◆ WHAT YOU HAVE TO DO ◆
Keeping each word and mark in place, write out the full listing once more.

◆ DATASET CONTENT ◆

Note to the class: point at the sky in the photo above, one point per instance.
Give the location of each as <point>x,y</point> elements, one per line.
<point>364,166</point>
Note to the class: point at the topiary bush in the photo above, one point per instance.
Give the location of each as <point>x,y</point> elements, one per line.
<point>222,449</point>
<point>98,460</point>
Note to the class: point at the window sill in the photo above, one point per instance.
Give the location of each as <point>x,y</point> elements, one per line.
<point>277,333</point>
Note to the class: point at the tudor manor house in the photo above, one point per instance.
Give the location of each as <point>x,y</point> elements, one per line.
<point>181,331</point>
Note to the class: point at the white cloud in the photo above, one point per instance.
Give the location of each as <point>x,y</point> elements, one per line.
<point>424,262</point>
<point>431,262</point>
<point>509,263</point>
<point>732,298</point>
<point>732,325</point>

◆ EXPECTED OUTPUT ◆
Note to the class: point at the sky in the photo above, one point per instance.
Give the location of each as <point>x,y</point> elements, one per line.
<point>364,166</point>
Note to the class: point at the topiary bush in the photo above, one point per instance.
Give the location of each as <point>x,y</point> elements, one per line.
<point>222,449</point>
<point>98,460</point>
Note to the class: point at the window sill in the photo above, one point per instance.
Give the location of each as <point>x,y</point> elements, one per line.
<point>277,333</point>
Note to the class: point at the tudor manor house in the photo above, one point per instance.
Give the location of each as <point>x,y</point> elements, one per line.
<point>181,331</point>
Note to the class: point at the white cloud in the photo above, one point per instance.
Give the location of each as <point>x,y</point> elements, one per line.
<point>424,262</point>
<point>431,262</point>
<point>509,263</point>
<point>732,298</point>
<point>732,325</point>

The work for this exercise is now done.